___ Extracted text
The story again begins to inflate with wildness as only an ex-con can deliver. Green goes on to explain that while in prison he met a Cape Cod mobster he calls "Moose", who let him in on some secrets related to Presley. In a narrative that will sound familiar to any enthusiasts of "Elvis is Alive" theories, or anyone who read the National Enquirer a lot back in the day, Moose explained that at Elvis's funeral was seen to sweat in the coffin. "Wax sweats," says Green, "dead bodies don't."
Moose spins a tale to Bubba, or so we're told, that Elvis was beholden to the mob during his Vegas days and had been convinced to transport large sums of cash using his personal jet for them. This didn't sit well with the King, as Elvis had always thought of himself as the Good Guy and had tried to ingratiate himself with law enforcement at every opportunity. So, the story goes, Elvis made note of the serial numbers on the bills he transported and tipped off the feds, leading to arrests in the upper echelon of the underworld.
Elvis meeting Nixon in order to become an honorary agent of the DEA |
So, in Green's telling of events, Elvis didn't die at all. He was being sent to steal a wax dummy out of the mausoleum, for purposes unknown. Elvis presumably would be in hiding, from either the mob, the feds, or both. Elvis's remains, along with those of his mother, were interred at Graceland following the events at Forest Hills. The documentary seems to suggest that the whole point of the alleged attempted body snatch was to justify the move- but why such an elaborate scheme? It does bear the hallmarks, as previously mentioned, of a patsy arrangement. That Mr. Cincinnati had $2 million to burn on some low-level druggie and crook, who obviously wasn't very good at crime since he kept getting caught, in the hopes that he'd deliver the goods; that this mystery man hoped he could recoup $8 million at the end of it all boggles the mind and invites further questions. The idea that Vernon Presley and / or Colonel Parker would need some convoluted scheme to bury Elvis where they wanted to seems equally absurd, given the outrageous amount of money, sway, and sympathy they had in the wake of Presley's death.
The brief documentary featuring Green's story ends with a screen of text, listing some of his crimes- which include manslaughter- and state that his current whereabouts are unknown.
If we are to try that old, well-trodden and shit-strewn path of building an unbelievable narrative here, we might suggest that the Bubba Green in the documentary isn't the man who got away with attempted corpse-napping in 1977. We could also speculate wildly about the identity of Mr. Cincinnati, or be more sympathetic to the bizarre claims of the klansman con artist who almost literally threw his own mother under the bus. We might just as easily believe the characters involved were actually pod people, having replicated and displaced their original forms. Perhaps there was a rogue mummy involved, and Elvis is still out there, on the lam.
"Elvis is out there, I tell you! He's out there!" |
As with seemingly everything around Elvis, there are so many divergent narratives that finding the truth of the matter often means settling for the most boring story. Like the final resting place of Alexander the Great, perhaps some things will never be known. We have "official stories" for a lot of these tales of intrigue, and for those who enjoy tugging on the conspiratorial threads there will never be a satisfactory explanation. In this case, with either unreliable narrators or authorities who brush the crime off as a hoax we may never know what really drove the miscreants to attempt the crime and you know... that's alright, mama. That's alright with me.
______
### [Problems to solve]
1. In the Elvis article, where were the remains of Elvis and his mother interred following the events at Forest Hills?
2. Duplicate the passage of the Elvis article starting at "The brief documentary" and ending at "on the lam.".
___ Dataset entries
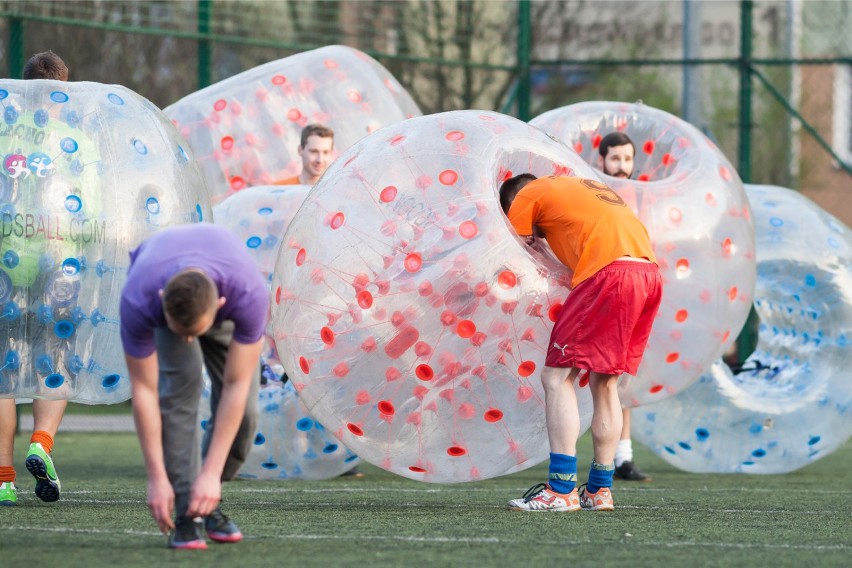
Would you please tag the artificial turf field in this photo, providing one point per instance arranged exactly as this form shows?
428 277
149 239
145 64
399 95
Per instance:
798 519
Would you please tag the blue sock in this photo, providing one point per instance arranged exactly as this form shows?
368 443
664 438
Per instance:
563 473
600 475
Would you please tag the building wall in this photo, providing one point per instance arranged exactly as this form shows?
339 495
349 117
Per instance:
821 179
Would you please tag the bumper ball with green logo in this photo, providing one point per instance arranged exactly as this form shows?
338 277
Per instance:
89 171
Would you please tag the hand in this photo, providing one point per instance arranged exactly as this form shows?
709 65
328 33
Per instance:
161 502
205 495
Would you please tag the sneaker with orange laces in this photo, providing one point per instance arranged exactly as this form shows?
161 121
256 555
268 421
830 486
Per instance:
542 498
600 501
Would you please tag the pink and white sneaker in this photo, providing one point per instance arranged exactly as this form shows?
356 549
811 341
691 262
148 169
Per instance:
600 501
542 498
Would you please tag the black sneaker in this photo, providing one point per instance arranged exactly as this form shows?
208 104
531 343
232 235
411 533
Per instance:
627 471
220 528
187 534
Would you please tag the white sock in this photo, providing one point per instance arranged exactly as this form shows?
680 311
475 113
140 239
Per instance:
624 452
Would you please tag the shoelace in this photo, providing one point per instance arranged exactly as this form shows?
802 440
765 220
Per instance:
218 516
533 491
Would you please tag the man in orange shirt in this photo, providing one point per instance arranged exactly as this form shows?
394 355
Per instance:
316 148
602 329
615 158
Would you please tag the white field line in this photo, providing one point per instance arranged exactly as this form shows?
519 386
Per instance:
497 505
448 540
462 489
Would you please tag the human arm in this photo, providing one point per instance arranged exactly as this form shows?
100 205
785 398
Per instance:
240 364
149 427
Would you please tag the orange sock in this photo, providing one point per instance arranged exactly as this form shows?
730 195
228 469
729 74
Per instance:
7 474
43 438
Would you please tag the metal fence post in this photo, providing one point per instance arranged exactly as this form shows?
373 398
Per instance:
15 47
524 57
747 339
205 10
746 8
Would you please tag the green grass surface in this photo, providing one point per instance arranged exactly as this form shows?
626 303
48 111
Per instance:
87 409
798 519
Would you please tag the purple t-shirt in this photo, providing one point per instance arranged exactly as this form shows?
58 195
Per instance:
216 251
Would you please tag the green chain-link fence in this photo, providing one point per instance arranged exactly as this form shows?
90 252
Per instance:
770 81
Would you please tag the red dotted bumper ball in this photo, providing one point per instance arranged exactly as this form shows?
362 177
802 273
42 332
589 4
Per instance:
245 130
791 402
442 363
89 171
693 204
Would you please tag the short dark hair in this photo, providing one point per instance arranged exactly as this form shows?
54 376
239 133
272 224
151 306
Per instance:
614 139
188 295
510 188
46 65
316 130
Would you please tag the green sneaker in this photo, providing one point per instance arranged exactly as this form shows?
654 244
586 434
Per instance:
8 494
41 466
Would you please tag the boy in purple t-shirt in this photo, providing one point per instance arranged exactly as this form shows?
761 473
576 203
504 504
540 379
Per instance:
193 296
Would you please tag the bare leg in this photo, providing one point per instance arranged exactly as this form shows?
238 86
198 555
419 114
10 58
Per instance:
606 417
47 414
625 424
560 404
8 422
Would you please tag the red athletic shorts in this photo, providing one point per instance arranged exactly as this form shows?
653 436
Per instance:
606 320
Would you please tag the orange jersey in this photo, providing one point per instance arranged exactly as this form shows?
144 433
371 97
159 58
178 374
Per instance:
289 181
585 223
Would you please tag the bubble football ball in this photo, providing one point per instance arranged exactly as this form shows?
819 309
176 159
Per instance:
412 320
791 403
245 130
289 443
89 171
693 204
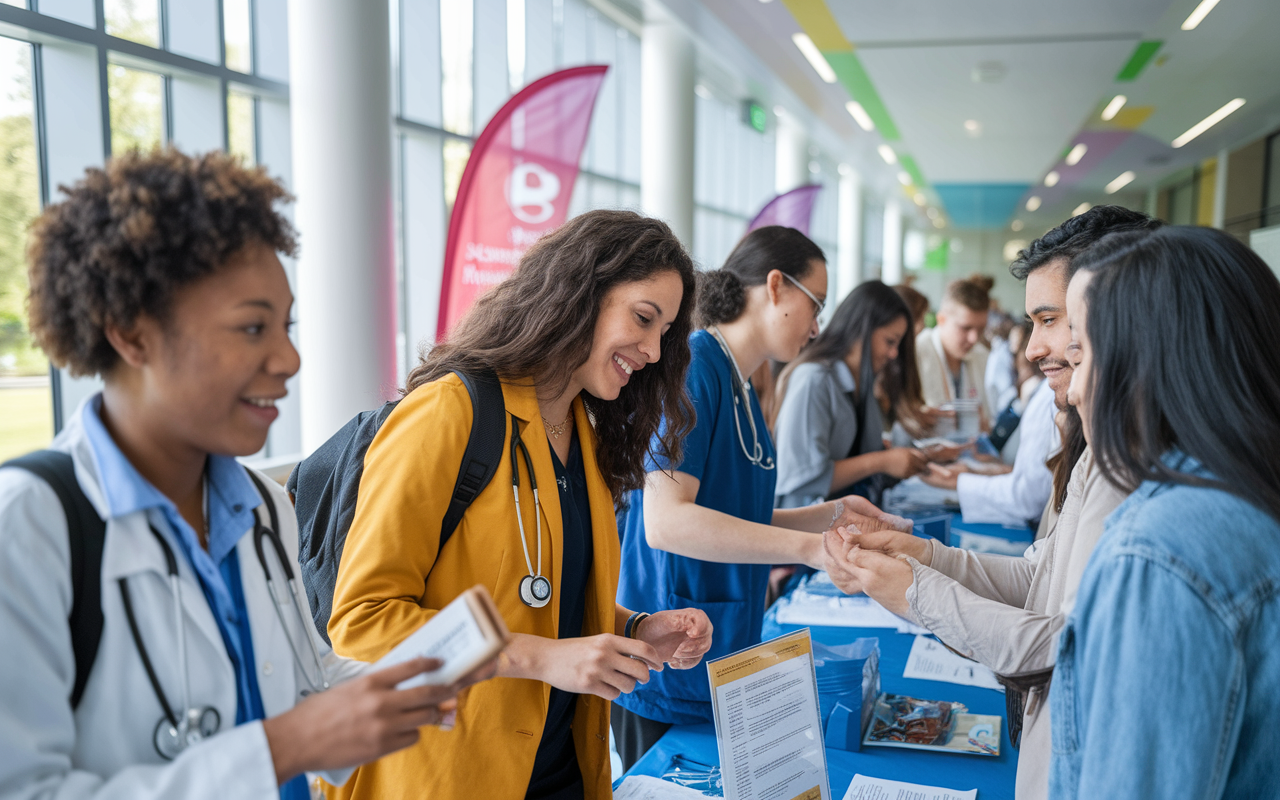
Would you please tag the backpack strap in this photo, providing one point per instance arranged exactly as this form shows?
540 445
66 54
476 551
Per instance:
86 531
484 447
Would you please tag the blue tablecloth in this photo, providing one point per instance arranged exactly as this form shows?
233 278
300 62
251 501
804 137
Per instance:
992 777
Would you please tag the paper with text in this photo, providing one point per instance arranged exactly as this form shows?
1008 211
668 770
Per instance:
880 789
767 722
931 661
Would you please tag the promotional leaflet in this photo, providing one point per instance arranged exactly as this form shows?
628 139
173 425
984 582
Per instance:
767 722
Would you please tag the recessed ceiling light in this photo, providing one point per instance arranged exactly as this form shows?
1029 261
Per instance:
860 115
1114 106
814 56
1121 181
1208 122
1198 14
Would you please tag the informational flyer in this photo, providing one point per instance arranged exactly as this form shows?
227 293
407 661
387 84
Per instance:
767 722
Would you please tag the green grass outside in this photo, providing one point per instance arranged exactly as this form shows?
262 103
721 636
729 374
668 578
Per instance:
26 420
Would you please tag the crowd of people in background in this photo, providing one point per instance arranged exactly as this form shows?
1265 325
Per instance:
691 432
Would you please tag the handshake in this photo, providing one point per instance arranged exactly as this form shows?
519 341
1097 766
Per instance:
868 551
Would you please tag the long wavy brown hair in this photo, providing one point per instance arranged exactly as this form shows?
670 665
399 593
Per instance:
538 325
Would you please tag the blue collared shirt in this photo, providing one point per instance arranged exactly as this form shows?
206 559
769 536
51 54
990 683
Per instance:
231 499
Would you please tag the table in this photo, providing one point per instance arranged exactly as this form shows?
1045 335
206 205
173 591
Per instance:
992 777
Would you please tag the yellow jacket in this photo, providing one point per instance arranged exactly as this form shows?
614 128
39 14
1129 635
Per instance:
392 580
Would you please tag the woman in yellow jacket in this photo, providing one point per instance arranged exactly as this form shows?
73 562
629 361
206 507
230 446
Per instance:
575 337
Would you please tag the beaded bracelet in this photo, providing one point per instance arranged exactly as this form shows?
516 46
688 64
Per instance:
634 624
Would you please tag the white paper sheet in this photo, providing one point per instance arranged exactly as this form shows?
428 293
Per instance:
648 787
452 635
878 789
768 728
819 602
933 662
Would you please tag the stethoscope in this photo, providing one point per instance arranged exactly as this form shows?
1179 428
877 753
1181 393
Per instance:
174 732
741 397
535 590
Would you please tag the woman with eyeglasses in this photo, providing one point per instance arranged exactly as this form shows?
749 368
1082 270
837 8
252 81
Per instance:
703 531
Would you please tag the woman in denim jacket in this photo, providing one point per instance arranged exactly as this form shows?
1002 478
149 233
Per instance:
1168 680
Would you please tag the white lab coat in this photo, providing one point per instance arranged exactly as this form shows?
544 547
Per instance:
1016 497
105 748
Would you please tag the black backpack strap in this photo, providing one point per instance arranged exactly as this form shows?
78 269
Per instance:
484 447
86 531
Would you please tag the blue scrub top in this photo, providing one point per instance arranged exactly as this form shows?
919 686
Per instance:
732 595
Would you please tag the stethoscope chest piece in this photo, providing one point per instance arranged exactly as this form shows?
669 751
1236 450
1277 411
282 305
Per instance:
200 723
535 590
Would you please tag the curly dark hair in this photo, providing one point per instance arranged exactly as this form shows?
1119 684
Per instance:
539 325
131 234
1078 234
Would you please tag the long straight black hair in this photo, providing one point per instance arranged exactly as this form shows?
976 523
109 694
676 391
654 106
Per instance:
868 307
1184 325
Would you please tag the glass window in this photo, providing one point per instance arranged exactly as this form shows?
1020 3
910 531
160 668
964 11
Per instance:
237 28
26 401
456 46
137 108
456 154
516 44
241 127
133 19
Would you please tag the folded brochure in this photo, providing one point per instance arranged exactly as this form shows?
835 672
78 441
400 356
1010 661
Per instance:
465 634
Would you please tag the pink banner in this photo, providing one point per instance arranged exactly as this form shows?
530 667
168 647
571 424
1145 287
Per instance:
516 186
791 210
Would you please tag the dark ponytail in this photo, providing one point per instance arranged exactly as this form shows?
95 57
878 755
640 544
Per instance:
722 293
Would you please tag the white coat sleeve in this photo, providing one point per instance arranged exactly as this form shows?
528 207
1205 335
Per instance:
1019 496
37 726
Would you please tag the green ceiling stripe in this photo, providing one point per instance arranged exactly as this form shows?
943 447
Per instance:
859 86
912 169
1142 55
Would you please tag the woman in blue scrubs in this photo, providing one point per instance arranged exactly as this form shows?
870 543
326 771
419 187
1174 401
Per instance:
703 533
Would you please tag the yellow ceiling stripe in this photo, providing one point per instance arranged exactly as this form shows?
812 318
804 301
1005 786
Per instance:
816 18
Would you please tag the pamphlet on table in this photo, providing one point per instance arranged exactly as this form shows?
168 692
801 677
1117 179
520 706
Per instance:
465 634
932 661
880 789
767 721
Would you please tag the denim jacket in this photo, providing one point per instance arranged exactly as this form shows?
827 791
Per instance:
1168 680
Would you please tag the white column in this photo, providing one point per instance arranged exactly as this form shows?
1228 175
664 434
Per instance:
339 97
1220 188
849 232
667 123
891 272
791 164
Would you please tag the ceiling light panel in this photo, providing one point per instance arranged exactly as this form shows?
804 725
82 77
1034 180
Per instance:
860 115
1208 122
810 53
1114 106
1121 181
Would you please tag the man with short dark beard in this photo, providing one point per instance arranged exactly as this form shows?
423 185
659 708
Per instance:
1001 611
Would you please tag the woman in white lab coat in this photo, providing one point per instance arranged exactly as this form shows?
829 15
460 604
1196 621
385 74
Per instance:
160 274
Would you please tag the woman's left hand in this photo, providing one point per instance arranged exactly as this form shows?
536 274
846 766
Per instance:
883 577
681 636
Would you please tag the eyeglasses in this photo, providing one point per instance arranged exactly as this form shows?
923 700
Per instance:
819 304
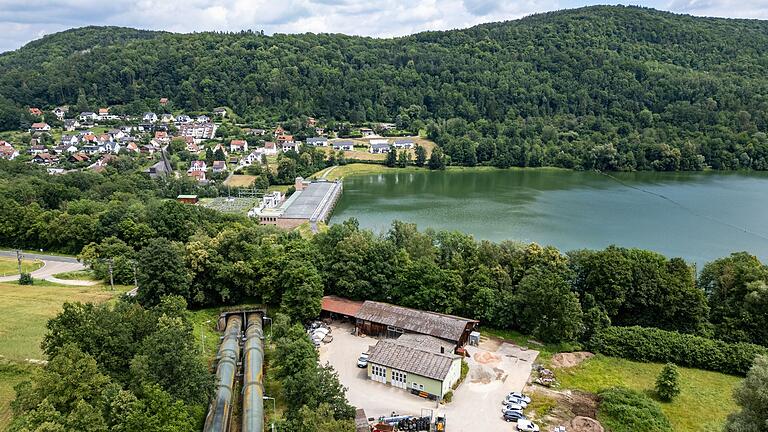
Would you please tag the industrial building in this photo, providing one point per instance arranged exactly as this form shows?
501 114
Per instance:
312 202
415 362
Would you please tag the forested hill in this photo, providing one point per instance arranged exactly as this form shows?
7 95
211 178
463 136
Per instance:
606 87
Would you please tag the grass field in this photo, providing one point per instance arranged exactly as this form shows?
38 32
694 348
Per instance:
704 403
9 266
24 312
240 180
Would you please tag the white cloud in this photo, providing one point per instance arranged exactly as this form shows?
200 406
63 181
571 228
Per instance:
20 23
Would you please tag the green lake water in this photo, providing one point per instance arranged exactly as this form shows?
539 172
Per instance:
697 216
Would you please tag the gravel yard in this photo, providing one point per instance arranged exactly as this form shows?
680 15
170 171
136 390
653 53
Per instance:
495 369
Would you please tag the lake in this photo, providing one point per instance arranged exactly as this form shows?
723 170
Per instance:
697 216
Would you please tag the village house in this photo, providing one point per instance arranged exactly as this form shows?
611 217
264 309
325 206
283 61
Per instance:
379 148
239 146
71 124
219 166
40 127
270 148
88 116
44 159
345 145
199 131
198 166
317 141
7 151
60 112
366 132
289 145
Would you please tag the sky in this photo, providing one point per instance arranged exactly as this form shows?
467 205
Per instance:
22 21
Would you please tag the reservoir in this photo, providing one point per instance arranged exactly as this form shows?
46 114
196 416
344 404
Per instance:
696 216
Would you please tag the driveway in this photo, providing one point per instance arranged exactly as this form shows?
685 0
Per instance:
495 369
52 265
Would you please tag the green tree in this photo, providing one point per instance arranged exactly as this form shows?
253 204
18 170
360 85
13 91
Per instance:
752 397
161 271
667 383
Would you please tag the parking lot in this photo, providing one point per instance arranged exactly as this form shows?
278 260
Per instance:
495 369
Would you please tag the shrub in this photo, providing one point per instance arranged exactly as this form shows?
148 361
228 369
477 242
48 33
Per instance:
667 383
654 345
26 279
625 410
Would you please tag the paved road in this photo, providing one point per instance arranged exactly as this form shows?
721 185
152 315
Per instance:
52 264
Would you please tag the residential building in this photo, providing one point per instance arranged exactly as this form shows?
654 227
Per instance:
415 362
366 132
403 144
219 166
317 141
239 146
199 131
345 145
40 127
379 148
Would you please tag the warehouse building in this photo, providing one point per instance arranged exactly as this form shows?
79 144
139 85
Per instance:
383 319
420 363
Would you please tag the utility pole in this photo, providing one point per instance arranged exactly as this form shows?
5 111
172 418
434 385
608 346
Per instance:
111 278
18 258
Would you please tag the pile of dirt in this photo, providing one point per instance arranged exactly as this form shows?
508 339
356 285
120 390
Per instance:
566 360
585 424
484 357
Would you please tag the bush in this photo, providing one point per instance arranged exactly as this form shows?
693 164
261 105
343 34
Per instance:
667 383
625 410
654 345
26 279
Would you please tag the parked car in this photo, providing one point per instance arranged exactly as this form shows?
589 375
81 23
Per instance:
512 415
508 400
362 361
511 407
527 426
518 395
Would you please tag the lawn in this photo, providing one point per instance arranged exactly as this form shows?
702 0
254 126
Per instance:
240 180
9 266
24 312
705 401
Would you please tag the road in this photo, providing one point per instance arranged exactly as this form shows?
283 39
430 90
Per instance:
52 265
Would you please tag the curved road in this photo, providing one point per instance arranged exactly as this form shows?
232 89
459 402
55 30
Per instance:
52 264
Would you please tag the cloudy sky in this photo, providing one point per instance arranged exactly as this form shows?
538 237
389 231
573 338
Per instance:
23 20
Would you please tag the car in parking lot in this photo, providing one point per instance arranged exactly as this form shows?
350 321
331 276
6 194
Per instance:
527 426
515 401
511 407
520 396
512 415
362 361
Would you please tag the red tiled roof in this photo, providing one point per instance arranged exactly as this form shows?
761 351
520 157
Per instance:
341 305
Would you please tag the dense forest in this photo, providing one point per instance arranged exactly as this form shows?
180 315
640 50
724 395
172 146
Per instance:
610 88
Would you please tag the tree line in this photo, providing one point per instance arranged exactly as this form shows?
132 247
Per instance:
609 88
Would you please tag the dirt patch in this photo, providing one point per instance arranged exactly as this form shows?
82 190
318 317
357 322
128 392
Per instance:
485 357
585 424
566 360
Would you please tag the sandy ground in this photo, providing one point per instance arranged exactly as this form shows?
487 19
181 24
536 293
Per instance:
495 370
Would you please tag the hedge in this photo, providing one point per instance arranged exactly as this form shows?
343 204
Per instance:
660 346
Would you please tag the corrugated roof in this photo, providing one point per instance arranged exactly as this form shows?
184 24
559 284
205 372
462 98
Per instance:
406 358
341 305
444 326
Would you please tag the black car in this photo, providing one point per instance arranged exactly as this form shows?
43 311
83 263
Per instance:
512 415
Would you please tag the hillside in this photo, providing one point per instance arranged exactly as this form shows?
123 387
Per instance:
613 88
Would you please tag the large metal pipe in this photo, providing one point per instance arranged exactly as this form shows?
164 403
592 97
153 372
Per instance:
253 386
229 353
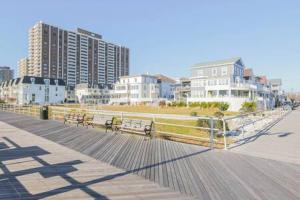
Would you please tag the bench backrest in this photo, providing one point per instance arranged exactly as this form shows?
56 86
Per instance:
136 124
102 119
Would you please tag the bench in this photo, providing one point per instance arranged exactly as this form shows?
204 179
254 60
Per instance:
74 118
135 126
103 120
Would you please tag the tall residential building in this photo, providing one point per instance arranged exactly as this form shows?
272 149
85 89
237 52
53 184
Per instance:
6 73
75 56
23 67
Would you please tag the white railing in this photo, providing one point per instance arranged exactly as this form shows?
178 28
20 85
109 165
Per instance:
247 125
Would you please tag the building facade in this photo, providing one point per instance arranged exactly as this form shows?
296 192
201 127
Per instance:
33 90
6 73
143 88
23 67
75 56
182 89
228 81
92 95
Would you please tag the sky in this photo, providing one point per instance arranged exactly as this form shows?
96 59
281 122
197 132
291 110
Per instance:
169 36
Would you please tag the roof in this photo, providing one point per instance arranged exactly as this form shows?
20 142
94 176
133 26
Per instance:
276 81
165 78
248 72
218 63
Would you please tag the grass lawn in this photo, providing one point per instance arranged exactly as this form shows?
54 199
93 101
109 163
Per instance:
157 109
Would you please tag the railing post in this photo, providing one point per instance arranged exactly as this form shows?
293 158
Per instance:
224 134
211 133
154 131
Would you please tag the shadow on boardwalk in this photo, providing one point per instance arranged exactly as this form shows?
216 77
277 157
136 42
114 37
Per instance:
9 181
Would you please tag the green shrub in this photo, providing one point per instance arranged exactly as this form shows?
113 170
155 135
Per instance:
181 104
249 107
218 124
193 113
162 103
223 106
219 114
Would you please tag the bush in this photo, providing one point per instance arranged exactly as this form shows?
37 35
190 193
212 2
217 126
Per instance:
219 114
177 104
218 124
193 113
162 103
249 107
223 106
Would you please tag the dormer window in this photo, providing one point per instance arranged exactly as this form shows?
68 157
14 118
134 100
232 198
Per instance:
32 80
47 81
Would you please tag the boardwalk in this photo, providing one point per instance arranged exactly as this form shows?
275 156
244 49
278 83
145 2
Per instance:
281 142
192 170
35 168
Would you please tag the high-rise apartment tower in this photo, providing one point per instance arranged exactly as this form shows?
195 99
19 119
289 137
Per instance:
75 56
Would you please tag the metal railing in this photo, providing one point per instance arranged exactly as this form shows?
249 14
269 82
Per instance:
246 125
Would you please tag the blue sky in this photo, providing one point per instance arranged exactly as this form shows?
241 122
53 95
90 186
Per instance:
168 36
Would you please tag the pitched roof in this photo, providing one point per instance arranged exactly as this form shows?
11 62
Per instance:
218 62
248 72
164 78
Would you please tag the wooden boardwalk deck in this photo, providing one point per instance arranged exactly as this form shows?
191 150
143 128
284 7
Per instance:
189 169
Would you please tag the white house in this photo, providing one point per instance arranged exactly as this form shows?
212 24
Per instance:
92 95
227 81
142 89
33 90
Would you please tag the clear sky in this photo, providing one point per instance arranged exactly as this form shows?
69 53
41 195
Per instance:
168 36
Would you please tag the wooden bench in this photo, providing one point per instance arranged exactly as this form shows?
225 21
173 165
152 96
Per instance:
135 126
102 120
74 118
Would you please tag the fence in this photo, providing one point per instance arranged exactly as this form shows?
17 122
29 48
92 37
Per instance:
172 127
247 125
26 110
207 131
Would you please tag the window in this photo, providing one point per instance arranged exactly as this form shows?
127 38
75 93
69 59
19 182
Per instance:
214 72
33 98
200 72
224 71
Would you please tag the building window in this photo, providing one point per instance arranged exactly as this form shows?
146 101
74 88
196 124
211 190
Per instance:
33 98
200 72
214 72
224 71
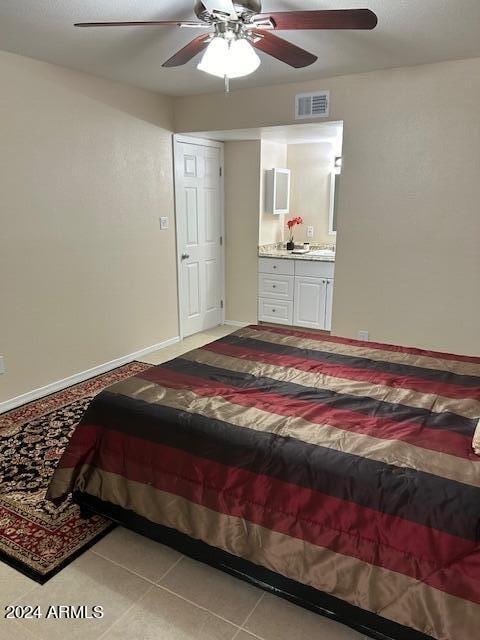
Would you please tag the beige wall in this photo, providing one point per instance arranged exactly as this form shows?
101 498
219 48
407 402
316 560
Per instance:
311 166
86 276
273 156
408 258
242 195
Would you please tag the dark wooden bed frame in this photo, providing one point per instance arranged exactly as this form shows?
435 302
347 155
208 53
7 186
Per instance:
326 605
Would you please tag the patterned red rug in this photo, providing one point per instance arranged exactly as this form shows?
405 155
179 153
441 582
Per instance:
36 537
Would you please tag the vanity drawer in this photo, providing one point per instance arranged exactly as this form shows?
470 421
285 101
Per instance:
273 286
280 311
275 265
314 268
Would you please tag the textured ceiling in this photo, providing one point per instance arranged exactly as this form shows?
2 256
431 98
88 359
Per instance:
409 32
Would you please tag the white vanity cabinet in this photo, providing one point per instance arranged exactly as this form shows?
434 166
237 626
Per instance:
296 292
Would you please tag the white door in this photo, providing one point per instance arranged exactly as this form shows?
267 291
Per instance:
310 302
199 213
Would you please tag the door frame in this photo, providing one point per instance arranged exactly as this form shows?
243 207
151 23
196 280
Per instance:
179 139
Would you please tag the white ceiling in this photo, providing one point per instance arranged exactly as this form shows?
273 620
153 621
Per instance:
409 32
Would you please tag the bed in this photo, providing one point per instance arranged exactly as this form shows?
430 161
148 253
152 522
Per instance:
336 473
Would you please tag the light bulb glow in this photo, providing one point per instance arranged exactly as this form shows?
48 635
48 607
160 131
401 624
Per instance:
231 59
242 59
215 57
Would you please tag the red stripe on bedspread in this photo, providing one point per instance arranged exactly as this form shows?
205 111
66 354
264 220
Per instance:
______
### [Task results]
1. Graceland

2.
The brief documentary featuring Green's story ends with a screen of text, listing some of his crimes- which include manslaughter- and state that his current whereabouts are unknown.
If we are to try that old, well-trodden and shit-strewn path of building an unbelievable narrative here, we might suggest that the Bubba Green in the documentary isn't the man who got away with attempted corpse-napping in 1977. We could also speculate wildly about the identity of Mr. Cincinnati, or be more sympathetic to the bizarre claims of the klansman con artist who almost literally threw his own mother under the bus. We might just as easily believe the characters involved were actually pod people, having replicated and displaced their original forms. Perhaps there was a rogue mummy involved, and Elvis is still out there, on the lam.